→ Exercice court 1
Répondez à partir de l'épitaphe ci-dessous :
(a) De quelle institution Voltaire était-il l'un des quarante ?
(b) Quels deux auteurs placent Voltaire « infiniment au-dessous » d'eux comme tragique ?
(c) Quelles vues l'épitaphe attribue-t-elle à Voltaire historien ?

→ Passage fourni
════

Épitaphe du feu sieur de Voltaire par l'abbé Girard chanoine de Saint Honoré, auteur des Égarements de la raison1 .

Cî gît

Marie François Arouet de Voltaire (si ces noms de baptême peuvent lui rester encore) gentihomme ordinaire de la Chambre du Roi, l'un des quarante de l'Académie française, seigneur de Ferney etc, etc, etc.

L’un des plus fameux écrivains de son siècle et de la Nation ; mais le moins estimable peut-être et pour les esprits frivoles le plus dangereux.

Versificateur charmant

Auteur souvent délicat et plein de goût de quelques pièces fugitives, sans être par aucun de ses ouvrages ce qu'on peut appeler un grand poète.

Le plus bel esprit de son temps

Et jamais un génie, puisqu'il n'eut point à un certain degré l'esprit créateur et le don de l'invention.

Faiseur de contes agréables

Mais quelquefois peu philosophiques quoique toujours empreints d'une philosophie, dont il a été l'apôtre et dont il se serait bien gardé d'être le martyr.

Célèbre par son poème épique

Qui n'est pas un poème, qui n'en a ni la force ni l'intérêt ; qu'il est difficile de lire de suite, plus difficile de lire tout entier, mais qu'on lira volontiers par fragments, dont on retiendra toujours avec un nouveau plaisir quelques images et un petit nombre de descriptions.

Mauvais lyrique, Poète peu comique, Bon tragique quelquefois

Mais infiniment au-dessous des Corneille et des Racine, dont il n'a pas tenu à lui qu'on dédaignât les chefs-d’œuvre.

Trop connu

par des ouvrages licencieux et impies, la honte de celui qui les a faits et l'opprobre de ceux qui les admirent.

Auteur de mélanges

Où le faux l’emporte toujours sur le vrai, où brillent presque partout les fausses lueurs du bel esprit et rarement l'esprit de la véritable sagesse, et les lumières de la saine raison ; où les mêmes idées reparaissent presque à chaque instant sous une forme différente et fatiguent à la fin par leur ennuyeuse répétition.

Historien peu véridique,

Parce qu'il a tout ramené à ses vues qui étaient de détruire le christianisme et d’établir le tolérantisme ou l'indifférence pour toute religion.

════

→ Listing extrait
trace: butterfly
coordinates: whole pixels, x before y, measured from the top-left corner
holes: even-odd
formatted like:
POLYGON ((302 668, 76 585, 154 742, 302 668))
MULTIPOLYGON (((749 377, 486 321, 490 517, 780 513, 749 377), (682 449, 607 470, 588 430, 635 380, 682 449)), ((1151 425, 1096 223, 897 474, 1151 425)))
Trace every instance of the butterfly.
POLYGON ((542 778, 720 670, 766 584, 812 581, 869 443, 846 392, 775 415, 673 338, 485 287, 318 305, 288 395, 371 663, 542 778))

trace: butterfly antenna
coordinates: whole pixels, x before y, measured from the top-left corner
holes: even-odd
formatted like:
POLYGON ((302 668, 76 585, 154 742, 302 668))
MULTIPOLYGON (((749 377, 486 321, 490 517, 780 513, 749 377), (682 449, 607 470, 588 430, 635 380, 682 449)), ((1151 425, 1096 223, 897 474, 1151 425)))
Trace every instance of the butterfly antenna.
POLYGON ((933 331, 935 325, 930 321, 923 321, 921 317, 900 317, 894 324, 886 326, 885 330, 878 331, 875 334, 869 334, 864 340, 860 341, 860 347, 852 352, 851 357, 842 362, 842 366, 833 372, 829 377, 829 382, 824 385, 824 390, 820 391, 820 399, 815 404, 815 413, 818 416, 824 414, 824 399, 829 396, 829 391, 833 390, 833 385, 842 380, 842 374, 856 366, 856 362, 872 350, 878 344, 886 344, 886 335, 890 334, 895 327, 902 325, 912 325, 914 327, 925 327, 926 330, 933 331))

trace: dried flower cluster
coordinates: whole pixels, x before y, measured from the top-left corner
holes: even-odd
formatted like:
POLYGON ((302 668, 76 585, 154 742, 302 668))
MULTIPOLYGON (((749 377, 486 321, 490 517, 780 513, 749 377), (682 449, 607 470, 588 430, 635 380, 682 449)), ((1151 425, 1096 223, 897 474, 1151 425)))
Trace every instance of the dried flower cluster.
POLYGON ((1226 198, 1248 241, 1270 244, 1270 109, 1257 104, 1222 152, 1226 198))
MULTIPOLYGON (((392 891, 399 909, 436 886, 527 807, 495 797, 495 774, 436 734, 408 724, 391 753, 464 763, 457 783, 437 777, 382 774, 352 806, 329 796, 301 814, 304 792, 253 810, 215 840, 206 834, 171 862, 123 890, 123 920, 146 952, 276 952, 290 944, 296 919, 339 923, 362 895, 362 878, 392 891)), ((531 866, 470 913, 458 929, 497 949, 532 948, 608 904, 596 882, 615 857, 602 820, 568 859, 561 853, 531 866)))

════

→ Exercice court 2
Recopiez à l'identique les lignes du listing, depuis celle qui contient « trace: dried flower cluster » jusqu'à la fin du listing, bornes incluses.

→ Sortie attendue 1
(a) L'Académie française.
(b) Corneille et Racine.
(c) Détruire le christianisme et établir le tolérantisme ou l'indifférence pour toute religion.

→ Sortie attendue 2
trace: dried flower cluster
coordinates: whole pixels, x before y, measured from the top-left corner
holes: even-odd
formatted like:
POLYGON ((302 668, 76 585, 154 742, 302 668))
MULTIPOLYGON (((749 377, 486 321, 490 517, 780 513, 749 377), (682 449, 607 470, 588 430, 635 380, 682 449)), ((1151 425, 1096 223, 897 474, 1151 425)))
Trace every instance of the dried flower cluster.
POLYGON ((1226 198, 1248 241, 1270 244, 1270 109, 1257 104, 1222 152, 1226 198))
MULTIPOLYGON (((392 891, 399 909, 436 886, 527 807, 495 797, 495 774, 436 734, 408 724, 391 753, 464 763, 457 783, 437 777, 382 774, 352 806, 329 796, 301 814, 304 792, 253 810, 215 840, 206 834, 171 862, 123 890, 123 920, 146 952, 276 952, 290 944, 296 919, 339 923, 362 895, 362 878, 392 891)), ((531 866, 470 913, 458 929, 497 949, 532 948, 608 904, 596 882, 615 857, 602 820, 568 859, 561 853, 531 866)))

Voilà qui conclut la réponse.